Document segment.
____________________

Most builders are amazed when they discover that 75% of the consultant’s work has been done before they even start on site. OK, there are plenty of bad architects about, but this is the only profession in which one can deal with all aspects of a project, from the gleam in a client’s eye to settling the final account. It is hard to see how an architect working for a builder on a client’s behalf can be better value than working for that client directly.

Anyone who has been on a long train journey in a developing country will recognise the following scenario: you offer the conductor a high-denomination note, which he pockets before disappearing down the train. Hours later, when you’ve given up hope of ever seeing your change, he breezes in with an armful of crumpled notes and featherweight coins. As long as he is wandering around the train with the equivalent of a month’s salary in his pocket, he feels rich and can enjoy lording it over his regular passengers. The fact that it is your money doesn’t bother him; for two hours he can feel like a sultan.

The same goes for some contractors. What makes them feel wonderful and omnipotent is sitting on the money the client has paid them, instead of handing it over to the people who have done the work. Builders like this do not really enjoy making buildings. If they could find exactly what their client wanted in a catalogue, they would rather just pass it on, ready-made, and take their cut.

This was not the situation that applied, for instance, between the world wars. Plenty of perfectly decent suburbs were developed by builders who did understand the local vernacular, who did train and employ artisans. They were known by the citizens who were affected by their developments, so they had to offer at least a basic provision of architectural standards, such as sensitivity to detail, scale and materials.

You can see it now, the building equivalent of miles of oilseed rape wasteland, choking decent towns with its rash of executive homes

These days you can’t walk 50 yards without seeing builder-controlled developments, where to save pitifully small amounts of money, clay bricks have been replaced with calcium silicate ones, and purpose-designed windows scrapped in favour of ill-proportioned junk from builders merchants. The grp coach lamps remain, of course. And the builders still go broke.

____________________

Stored items:
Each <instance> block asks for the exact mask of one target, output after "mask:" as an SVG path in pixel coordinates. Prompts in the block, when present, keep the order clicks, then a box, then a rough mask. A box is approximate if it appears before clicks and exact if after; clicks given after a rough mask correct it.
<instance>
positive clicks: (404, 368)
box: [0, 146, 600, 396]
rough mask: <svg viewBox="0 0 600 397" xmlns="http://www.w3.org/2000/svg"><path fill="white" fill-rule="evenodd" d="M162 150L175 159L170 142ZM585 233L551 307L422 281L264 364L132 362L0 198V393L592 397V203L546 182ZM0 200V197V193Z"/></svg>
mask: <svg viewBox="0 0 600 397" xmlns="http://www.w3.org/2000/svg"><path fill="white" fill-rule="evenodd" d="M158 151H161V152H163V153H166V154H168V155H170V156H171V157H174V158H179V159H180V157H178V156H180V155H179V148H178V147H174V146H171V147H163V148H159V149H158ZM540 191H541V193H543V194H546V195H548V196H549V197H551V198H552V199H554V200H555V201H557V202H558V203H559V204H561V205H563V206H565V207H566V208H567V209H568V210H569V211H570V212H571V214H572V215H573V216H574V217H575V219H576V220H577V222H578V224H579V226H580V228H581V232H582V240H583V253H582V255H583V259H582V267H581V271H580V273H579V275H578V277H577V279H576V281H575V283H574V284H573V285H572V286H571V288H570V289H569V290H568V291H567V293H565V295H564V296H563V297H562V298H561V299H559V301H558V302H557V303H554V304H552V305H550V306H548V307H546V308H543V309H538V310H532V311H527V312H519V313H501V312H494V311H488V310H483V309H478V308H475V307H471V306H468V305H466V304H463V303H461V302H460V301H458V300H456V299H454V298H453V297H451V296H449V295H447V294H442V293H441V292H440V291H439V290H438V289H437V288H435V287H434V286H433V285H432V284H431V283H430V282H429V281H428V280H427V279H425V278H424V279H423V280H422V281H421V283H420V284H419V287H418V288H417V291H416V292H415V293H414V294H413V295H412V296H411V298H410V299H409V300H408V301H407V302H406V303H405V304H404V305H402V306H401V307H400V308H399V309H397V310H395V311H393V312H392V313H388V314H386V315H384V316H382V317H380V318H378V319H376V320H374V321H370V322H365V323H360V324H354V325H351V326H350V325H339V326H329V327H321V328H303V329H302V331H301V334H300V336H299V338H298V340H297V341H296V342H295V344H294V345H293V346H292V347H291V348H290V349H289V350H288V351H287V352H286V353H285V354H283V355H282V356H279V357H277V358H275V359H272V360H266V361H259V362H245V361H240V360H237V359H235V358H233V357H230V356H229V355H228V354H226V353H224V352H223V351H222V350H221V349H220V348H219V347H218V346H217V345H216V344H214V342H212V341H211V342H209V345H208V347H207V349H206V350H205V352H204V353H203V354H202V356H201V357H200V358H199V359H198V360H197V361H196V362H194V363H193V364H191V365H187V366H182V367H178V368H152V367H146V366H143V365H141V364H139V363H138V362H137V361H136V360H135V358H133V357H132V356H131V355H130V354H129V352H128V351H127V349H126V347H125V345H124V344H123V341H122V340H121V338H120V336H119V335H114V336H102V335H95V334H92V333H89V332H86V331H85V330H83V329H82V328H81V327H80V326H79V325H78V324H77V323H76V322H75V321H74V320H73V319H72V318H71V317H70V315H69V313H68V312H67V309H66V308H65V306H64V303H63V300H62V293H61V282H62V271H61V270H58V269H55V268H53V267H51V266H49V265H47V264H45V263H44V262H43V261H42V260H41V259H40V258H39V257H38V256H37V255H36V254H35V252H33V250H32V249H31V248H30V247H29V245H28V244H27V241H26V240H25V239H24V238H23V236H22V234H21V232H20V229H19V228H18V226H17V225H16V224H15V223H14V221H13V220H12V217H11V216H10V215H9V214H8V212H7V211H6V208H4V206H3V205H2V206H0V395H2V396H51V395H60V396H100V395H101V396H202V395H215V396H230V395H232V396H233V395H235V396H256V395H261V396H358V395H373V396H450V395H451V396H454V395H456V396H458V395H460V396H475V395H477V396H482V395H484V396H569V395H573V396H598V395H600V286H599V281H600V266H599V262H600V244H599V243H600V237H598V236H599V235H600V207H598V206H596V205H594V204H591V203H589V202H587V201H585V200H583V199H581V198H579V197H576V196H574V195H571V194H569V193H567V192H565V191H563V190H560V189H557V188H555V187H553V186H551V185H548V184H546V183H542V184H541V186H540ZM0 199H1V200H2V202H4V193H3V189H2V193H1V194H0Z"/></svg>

____________________

Activity list.
a - Can you repeat the piece on builders and architects from "The same goes" up to and including "scale and materials."?
b - What comes next in the piece on builders and architects? Continue it from its final sentence.

Answers for this exercise.
a -
The same goes for some contractors. What makes them feel wonderful and omnipotent is sitting on the money the client has paid them, instead of handing it over to the people who have done the work. Builders like this do not really enjoy making buildings. If they could find exactly what their client wanted in a catalogue, they would rather just pass it on, ready-made, and take their cut.

This was not the situation that applied, for instance, between the world wars. Plenty of perfectly decent suburbs were developed by builders who did understand the local vernacular, who did train and employ artisans. They were known by the citizens who were affected by their developments, so they had to offer at least a basic provision of architectural standards, such as sensitivity to detail, scale and materials.

b -
And nothing is ever a builder’s fault. When you first start out as an architect, you can become practically suicidal with guilt when you confront the reams of claims presented to you by put-upon building contractors, totally unable to honour their contractual obligations because of your inability to provide them with full-size drawings of step irons in the manholes that same afternoon.

It is not until you are fortunate enough to deal with firms that actually get on with the job in hand that you recognise the claims merchants for the chancers they are. The danger is that builders who behave this way get to your client before you do.

Anything that takes the need for confrontation out of the procurement process must be beneficial. But if a structure as successful and revolutionary as the Lloyd’s Building can be built on time and on budget, there must be something to be said for architect-led procurement.

At the exact time that the rest of Europe is realising that nothing other than first-class architecture makes economic sense, the commissioning body at the Treasury is responding to absolutely no aspect of the building process other than picking up the tab. It is easily seduced by soothing PR consultants employed at enormous expense by fat-cat building contractors promising to make these tabs smaller if only they can be put in the driving seat. Bugger the contributions to civic well being and cultural rejuvenation.